### Problem requirements
Copy the stretch from the line containing "tree and give integer pixel coordinates." through the end of the records, keeping the request, and shift every pixel coordinate value in the answers by -56.

### Task data
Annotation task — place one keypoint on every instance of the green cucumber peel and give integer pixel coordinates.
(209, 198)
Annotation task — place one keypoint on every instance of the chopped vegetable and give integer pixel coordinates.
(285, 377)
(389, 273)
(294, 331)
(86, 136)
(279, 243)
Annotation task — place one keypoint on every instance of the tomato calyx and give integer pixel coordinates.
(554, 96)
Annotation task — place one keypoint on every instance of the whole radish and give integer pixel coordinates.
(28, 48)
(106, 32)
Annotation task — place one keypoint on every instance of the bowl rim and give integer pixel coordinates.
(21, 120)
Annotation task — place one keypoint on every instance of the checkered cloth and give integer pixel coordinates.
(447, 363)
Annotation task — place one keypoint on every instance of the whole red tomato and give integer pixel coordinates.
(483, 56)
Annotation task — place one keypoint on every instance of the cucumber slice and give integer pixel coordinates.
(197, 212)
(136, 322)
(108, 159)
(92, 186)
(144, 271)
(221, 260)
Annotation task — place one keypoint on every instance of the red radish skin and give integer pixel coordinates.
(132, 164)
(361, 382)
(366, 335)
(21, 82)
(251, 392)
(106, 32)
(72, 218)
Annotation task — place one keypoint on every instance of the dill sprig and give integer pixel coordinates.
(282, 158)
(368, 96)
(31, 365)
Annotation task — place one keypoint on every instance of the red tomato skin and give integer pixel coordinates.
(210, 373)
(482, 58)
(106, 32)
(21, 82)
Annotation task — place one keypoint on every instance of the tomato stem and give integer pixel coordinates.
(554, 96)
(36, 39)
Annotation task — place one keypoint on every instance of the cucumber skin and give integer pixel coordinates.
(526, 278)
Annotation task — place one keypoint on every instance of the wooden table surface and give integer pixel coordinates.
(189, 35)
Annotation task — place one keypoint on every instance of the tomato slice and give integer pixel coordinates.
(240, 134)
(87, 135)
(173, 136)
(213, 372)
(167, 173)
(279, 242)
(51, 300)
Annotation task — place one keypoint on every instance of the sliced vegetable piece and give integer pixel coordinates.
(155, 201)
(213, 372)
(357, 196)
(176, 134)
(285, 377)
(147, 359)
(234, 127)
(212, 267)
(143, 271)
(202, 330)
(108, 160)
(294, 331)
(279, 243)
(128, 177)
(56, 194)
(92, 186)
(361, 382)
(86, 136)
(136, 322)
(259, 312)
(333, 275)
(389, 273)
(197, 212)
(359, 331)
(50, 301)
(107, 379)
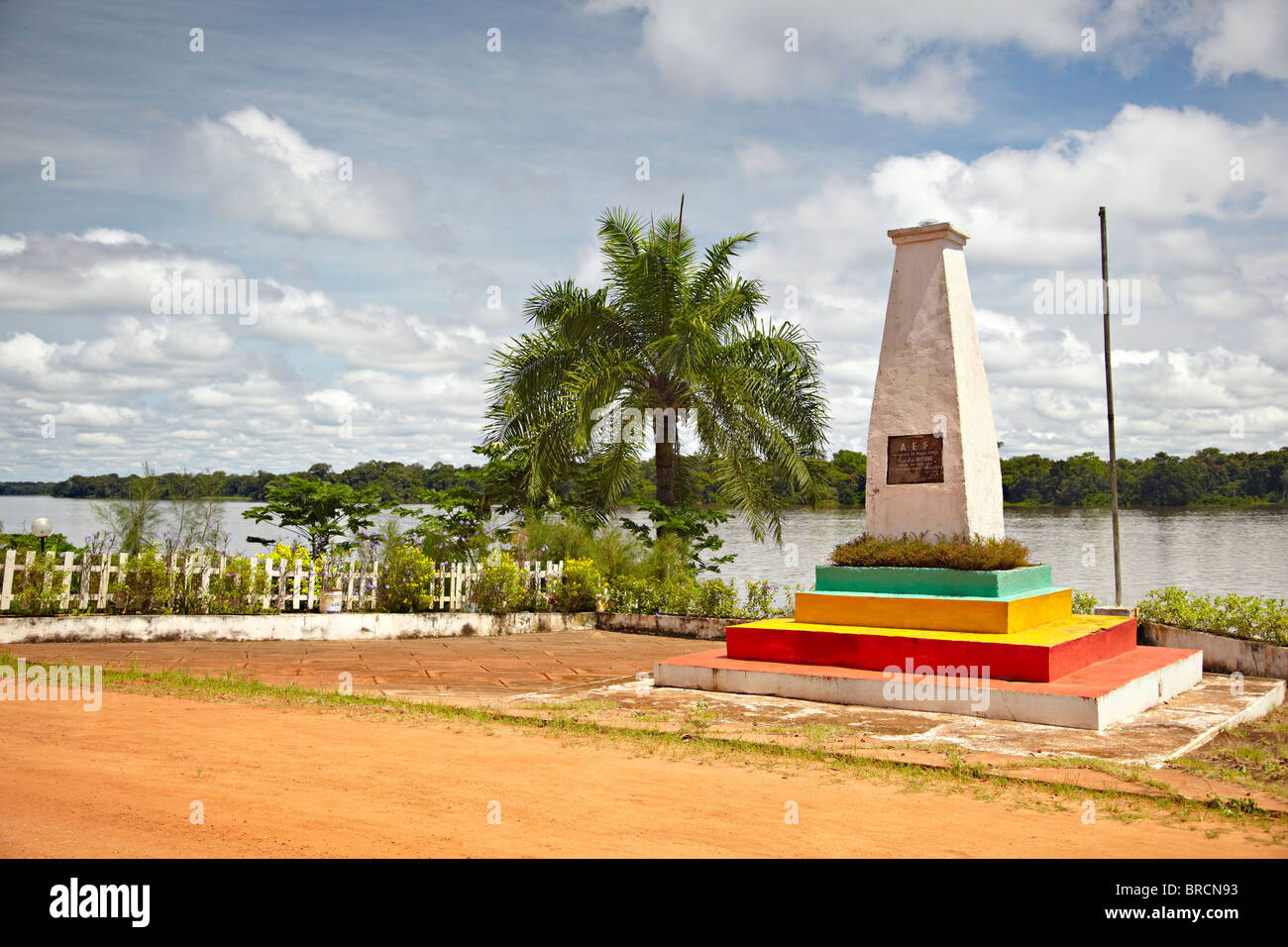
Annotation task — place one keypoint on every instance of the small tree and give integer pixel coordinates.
(326, 515)
(134, 519)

### Full answer
Annotation task — place one keypoint on every instance of the small tree and give integer pixel coordinates.
(270, 459)
(78, 463)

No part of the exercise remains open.